O filme se consolidou como um marco do cinema, não só regional como também em âmbitos nacionais e internacionais, acumulando prêmios em importantes festivais fora do Brasil, como o 28º Inffinito Brazilian Film Festival, em Miami, e o 17º Los Angeles Brazilian Film Festival (LABRFF). Nessas premiações, “O Barulho da Noite” recebeu troféus nas categorias de Melhor Filme, Melhor Direção e Melhor Roteiro, além de reconhecimentos ao elenco, como Melhor Atriz para Emanuelle Araújo e Melhor Atriz Coadjuvante para Alícia Santana.
Em entrevista para o Jornal Opção Tocantins, Eva compartilha sua jornada até o momento, desde a concepção do projeto, até a grande recepção que o “O Barulho da Noite” vem recebendo em diversos locais do mundo.

Primeiramente, conte um pouco mais sobre sua carreira. Quais foram os projetos que fizeram você ser a profissional que é hoje?

## CONTEÚDO DOS DADOS
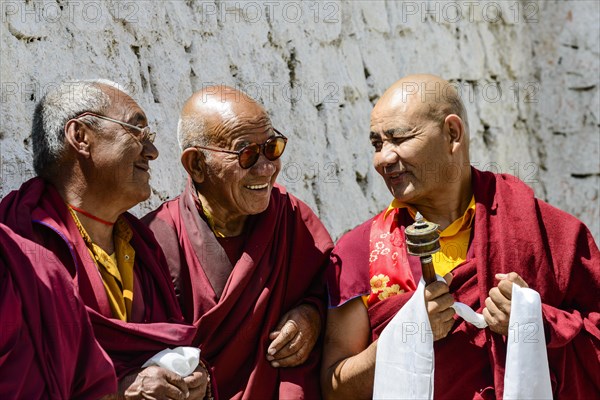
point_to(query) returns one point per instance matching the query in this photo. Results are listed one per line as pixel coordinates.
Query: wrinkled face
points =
(227, 186)
(120, 161)
(410, 152)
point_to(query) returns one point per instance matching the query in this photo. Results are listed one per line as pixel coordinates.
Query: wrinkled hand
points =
(158, 383)
(497, 305)
(197, 383)
(294, 337)
(438, 301)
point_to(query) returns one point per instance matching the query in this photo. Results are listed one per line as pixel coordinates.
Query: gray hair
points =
(55, 109)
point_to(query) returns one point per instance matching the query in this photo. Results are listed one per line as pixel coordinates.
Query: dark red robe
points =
(513, 231)
(281, 266)
(37, 212)
(47, 345)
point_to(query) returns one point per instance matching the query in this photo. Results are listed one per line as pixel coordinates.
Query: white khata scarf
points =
(404, 367)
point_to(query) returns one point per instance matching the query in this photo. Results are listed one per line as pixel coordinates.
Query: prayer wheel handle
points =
(423, 240)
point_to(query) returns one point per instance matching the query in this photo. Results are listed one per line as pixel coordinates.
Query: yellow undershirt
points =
(116, 269)
(454, 240)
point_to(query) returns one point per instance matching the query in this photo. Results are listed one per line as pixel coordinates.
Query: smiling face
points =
(119, 164)
(411, 150)
(231, 191)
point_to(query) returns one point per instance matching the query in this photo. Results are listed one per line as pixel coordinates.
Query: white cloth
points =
(182, 360)
(527, 375)
(404, 366)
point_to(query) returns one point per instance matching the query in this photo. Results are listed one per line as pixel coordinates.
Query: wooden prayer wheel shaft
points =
(423, 240)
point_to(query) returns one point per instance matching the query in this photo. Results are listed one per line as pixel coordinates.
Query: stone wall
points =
(528, 72)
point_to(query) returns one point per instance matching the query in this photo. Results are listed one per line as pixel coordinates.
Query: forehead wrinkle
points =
(225, 132)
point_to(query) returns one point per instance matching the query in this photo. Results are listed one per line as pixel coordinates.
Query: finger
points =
(448, 278)
(440, 304)
(281, 322)
(492, 308)
(273, 335)
(448, 315)
(292, 347)
(289, 330)
(169, 391)
(176, 382)
(197, 393)
(435, 289)
(500, 300)
(195, 379)
(512, 277)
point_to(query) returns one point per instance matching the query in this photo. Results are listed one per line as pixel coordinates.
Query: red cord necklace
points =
(92, 216)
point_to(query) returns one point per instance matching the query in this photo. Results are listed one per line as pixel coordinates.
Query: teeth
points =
(257, 187)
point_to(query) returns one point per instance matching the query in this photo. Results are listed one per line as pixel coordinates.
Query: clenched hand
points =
(294, 337)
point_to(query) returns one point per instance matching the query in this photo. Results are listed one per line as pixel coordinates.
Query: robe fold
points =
(513, 231)
(37, 212)
(281, 267)
(47, 345)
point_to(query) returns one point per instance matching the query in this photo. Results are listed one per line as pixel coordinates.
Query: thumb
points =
(448, 278)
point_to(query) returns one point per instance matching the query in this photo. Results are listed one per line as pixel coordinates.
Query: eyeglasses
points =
(248, 156)
(144, 133)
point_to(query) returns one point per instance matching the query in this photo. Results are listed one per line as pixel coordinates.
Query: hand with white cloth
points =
(173, 374)
(498, 304)
(439, 303)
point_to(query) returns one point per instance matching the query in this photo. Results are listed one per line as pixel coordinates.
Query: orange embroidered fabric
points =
(388, 260)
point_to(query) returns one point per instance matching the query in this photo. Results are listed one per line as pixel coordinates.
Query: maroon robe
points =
(47, 345)
(37, 212)
(281, 267)
(513, 231)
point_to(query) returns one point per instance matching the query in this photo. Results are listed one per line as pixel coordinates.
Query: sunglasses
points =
(248, 155)
(145, 134)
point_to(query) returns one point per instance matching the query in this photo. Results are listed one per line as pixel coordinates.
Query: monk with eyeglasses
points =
(246, 257)
(91, 152)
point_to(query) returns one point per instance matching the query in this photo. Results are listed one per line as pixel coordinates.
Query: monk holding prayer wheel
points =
(493, 233)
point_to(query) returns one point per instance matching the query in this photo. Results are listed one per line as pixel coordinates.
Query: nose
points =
(389, 156)
(264, 166)
(150, 152)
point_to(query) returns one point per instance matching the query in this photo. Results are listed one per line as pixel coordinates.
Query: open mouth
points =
(257, 187)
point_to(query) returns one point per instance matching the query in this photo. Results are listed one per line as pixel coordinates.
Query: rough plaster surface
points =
(528, 71)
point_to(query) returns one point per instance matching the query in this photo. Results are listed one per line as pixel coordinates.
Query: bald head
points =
(427, 96)
(215, 114)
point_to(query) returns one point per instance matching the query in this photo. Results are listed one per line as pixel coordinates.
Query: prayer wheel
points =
(423, 240)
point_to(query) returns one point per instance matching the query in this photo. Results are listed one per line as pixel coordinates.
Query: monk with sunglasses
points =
(246, 257)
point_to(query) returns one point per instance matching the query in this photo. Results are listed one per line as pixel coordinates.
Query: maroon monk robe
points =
(47, 345)
(281, 267)
(513, 231)
(37, 211)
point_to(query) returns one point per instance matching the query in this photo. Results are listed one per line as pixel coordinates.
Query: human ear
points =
(455, 129)
(193, 162)
(77, 135)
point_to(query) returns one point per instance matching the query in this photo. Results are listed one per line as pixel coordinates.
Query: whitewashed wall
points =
(529, 72)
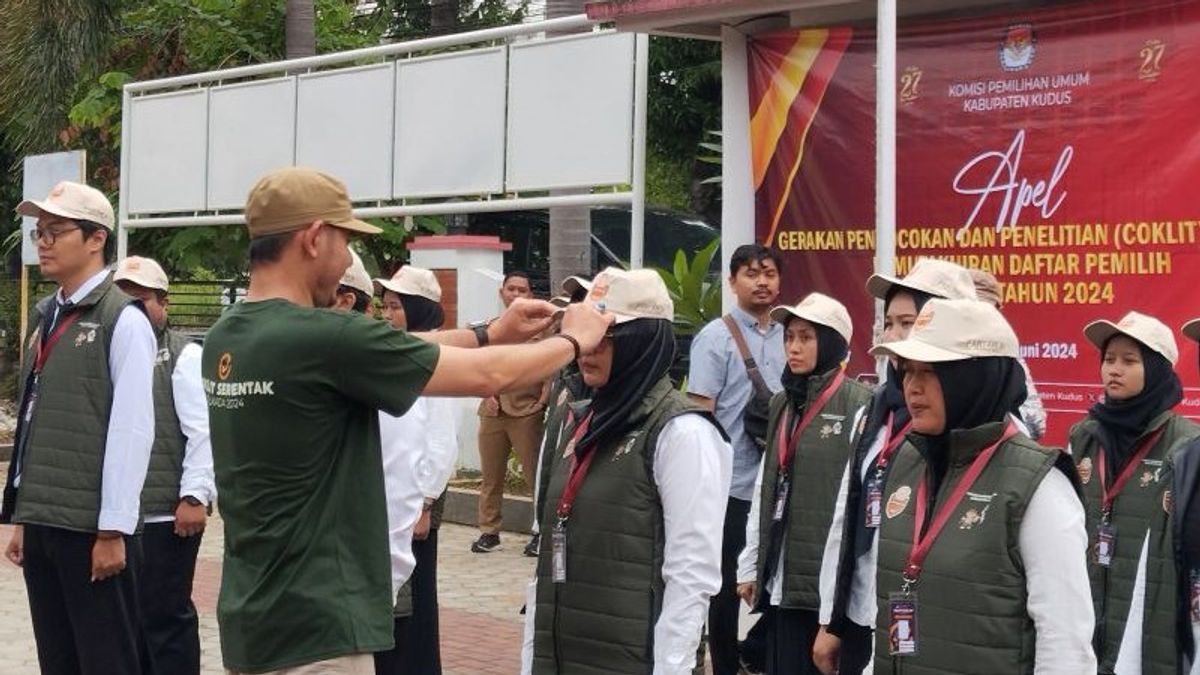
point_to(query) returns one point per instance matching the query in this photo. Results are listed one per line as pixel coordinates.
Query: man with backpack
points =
(736, 366)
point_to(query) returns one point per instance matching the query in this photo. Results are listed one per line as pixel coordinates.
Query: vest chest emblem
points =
(1085, 470)
(85, 336)
(898, 501)
(832, 425)
(1151, 473)
(976, 514)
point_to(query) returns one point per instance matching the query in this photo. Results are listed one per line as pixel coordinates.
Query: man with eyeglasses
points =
(84, 432)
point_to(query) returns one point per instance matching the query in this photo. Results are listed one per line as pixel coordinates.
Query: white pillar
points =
(737, 174)
(637, 211)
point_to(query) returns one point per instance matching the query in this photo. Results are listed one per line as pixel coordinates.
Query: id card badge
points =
(1194, 596)
(1105, 544)
(558, 555)
(903, 625)
(781, 489)
(874, 503)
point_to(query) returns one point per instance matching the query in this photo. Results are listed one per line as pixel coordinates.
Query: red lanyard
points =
(43, 351)
(787, 444)
(1110, 495)
(579, 471)
(922, 542)
(892, 442)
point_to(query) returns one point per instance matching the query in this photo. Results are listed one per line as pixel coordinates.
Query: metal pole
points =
(885, 149)
(123, 197)
(641, 89)
(24, 309)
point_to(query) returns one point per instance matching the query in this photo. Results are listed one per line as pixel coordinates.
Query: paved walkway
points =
(480, 596)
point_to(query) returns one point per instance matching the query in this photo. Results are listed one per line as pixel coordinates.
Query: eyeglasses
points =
(49, 234)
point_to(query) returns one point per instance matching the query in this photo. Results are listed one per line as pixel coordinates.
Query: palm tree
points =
(301, 29)
(570, 227)
(45, 48)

## REQUISITOS DAS TAREFAS
1. Reproduza o trecho do texto sobre o filme que vai de "O filme se consolidou" até "para Alícia Santana.".
2. Segundo o texto sobre o filme, qual festival realizado em Miami premiou "O Barulho da Noite"?
3. No texto sobre o filme, transforme em lista o parágrafo que começa com "O filme se consolidou", mantendo as informações principais.

## TAREFAS RESOLVIDAS
1.
O filme se consolidou como um marco do cinema, não só regional como também em âmbitos nacionais e internacionais, acumulando prêmios em importantes festivais fora do Brasil, como o 28º Inffinito Brazilian Film Festival, em Miami, e o 17º Los Angeles Brazilian Film Festival (LABRFF). Nessas premiações, “O Barulho da Noite” recebeu troféus nas categorias de Melhor Filme, Melhor Direção e Melhor Roteiro, além de reconhecimentos ao elenco, como Melhor Atriz para Emanuelle Araújo e Melhor Atriz Coadjuvante para Alícia Santana.

2. O 28º Inffinito Brazilian Film Festival.

3.
- O filme virou um marco do cinema regional, nacional e internacional.
- Foi premiado em festivais no exterior: o 28º Inffinito Brazilian Film Festival, em Miami, e o 17º Los Angeles Brazilian Film Festival (LABRFF).
- Venceu as categorias de Melhor Filme, Melhor Direção e Melhor Roteiro.
- O elenco também foi premiado: Emanuelle Araújo como Melhor Atriz e Alícia Santana como Melhor Atriz Coadjuvante.